[begin PASSAGE GIVEN]

Yet, I feel overwhelmingly detached from this place I call home. Ryan from Raley’s asked me how long I would be in town this time, and I said indefinitely. Two weeks ago I would have said, “at least a year and a half, maybe two” but now that I’m home, the people who were part of this home aren’t here anymore, and who I used to be haunts all my favorite places. 

The road along the Pomolita track

On my way to the park, I pass a cute little house that my high school boyfriend stayed at on the weekends he came to visit me. The park is where I got my first job as a summer camp counselor, where I met funny and kind people, where I heard “Head Over Boots” for the first time and my work crush said, “that’s our song.” In the same field I now read and eat chips and salsa, my friends and I took pictures of our groovy outfits before our last MORP dance. We applied temporary boho chic tattoos and wore headbands across our foreheads, and posed with peace signs, and laughed at ourselves. I was severely skinny and purposely hadn’t eaten for two days so I would fit into the outfit I planned. Later my best friend at the time would recount how her mom saw our pictures and said “Ayled is a beautiful girl, isn’t she?”

[end PASSAGE GIVEN]

▸ CHALLENGES:
**a.** For each statement, say yes or no according to the passage about returning home, and quote the words of the passage that decide it: (i) The writer told Ryan from Raley's that the stay in town would be indefinite. (ii) The writer's first job at the park was as a lifeguard. (iii) The writer and friends took pictures of their outfits before their last MORP dance.
**b.** Write what comes next in the passage about returning home, starting right after its final sentence.
The items that follow the passage come from a separate source.

[begin RECORDS]

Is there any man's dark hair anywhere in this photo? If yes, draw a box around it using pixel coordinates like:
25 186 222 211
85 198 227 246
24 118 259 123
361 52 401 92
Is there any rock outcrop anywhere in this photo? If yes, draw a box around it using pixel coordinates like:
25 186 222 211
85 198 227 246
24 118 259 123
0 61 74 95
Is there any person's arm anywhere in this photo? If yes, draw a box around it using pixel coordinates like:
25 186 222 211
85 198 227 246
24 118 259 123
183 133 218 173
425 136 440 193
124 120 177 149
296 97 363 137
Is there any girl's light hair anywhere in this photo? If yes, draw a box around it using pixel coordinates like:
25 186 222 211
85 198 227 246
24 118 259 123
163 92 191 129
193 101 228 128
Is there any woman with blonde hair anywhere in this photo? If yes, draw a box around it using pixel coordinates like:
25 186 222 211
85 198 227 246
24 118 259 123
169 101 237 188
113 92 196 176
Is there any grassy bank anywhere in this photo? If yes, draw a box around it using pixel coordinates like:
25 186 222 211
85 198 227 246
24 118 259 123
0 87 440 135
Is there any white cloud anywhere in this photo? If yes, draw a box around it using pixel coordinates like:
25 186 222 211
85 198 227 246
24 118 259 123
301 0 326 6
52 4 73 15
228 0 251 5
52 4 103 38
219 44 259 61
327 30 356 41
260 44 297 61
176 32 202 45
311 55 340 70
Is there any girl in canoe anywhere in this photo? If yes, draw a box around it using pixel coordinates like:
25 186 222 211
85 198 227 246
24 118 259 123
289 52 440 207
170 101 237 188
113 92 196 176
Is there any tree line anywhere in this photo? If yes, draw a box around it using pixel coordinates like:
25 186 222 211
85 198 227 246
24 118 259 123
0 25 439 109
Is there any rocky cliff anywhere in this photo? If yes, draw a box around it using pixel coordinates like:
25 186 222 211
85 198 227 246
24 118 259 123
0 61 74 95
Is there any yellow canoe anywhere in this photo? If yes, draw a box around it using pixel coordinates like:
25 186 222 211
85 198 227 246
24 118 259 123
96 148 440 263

[end RECORDS]

▸ ANSWER SET:
**a.**
(i) Yes: "and I said indefinitely."
(ii) No: "where I got my first job as a summer camp counselor"
(iii) Yes: "my friends and I took pictures of our groovy outfits before our last MORP dance."

**b.**
Downtown floods my senses with many memories, despite the renovations that took place while I was gone. Brunch with my guy pals at Mama’s Cafe, RoadRunner Breakfast sandwiches for the gym bros, and one Mama’s Potato Bowl for me. I haven’t sat at Oco Time since the prom dinner Susy invited me to, and before that, giggling obnoxiously over the steamy hot and sour soup with Donnie and Marcos. Alex Thomas Plaza, where one winter break before Kressa passed away, our friend group went ice skating and exchanged Secret Santa gifts. 

The young girl I was still lives within this new person that I have rebirthed into. I suffer twice when I remember again a memory I had long locked away. First I wince at the pains I hid in those adolescent days, then I grieve for those old friends who have long floated from me, from here. People make a home, and now that they’re gone I don’t know what this place is. I am a weeping ghost in a town haunted by my past.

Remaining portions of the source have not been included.